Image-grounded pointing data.
+===+
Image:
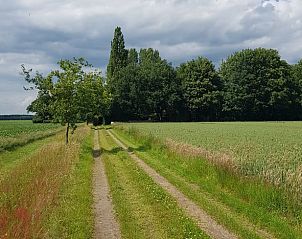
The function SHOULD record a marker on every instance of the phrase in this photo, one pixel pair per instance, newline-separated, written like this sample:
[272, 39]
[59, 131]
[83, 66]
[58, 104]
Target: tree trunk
[67, 133]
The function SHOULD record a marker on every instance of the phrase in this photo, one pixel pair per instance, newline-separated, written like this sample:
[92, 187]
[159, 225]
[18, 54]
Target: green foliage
[145, 88]
[258, 86]
[201, 89]
[93, 99]
[118, 55]
[69, 94]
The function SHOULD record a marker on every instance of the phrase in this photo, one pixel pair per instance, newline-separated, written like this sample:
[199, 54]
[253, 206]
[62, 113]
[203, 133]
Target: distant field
[11, 128]
[272, 150]
[15, 133]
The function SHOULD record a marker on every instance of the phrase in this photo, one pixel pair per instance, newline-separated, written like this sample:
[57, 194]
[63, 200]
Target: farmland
[271, 150]
[165, 180]
[42, 180]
+===+
What you will do. Every entry should be written out word for word, except for its pictures.

Your response.
Image:
The function SHOULD record a marker on every instance of the phrase in this photo, one pixel pair per instance, newline-separated, written like this sample:
[272, 39]
[59, 131]
[83, 66]
[58, 104]
Target: tree trunk
[67, 133]
The function SHOULD record a marker on every instance of the phrase in this photo, one pixel pair per instance, newline-separated, written like this sample:
[92, 187]
[159, 225]
[18, 54]
Target: green foliage
[145, 88]
[258, 86]
[201, 89]
[93, 99]
[118, 55]
[69, 94]
The function SHOULD record a marker on every instance of the phrase in this photo, one pixel pair per instance, newline-separated, written like this sample:
[199, 54]
[253, 206]
[62, 113]
[203, 133]
Target: distant field
[11, 128]
[272, 150]
[15, 133]
The function SHOULD record a marker on every instance of the phrase in this photo, one pixel pair per instance, newline-separated, written like this sample:
[57, 194]
[63, 200]
Target: farmland
[271, 150]
[165, 180]
[42, 180]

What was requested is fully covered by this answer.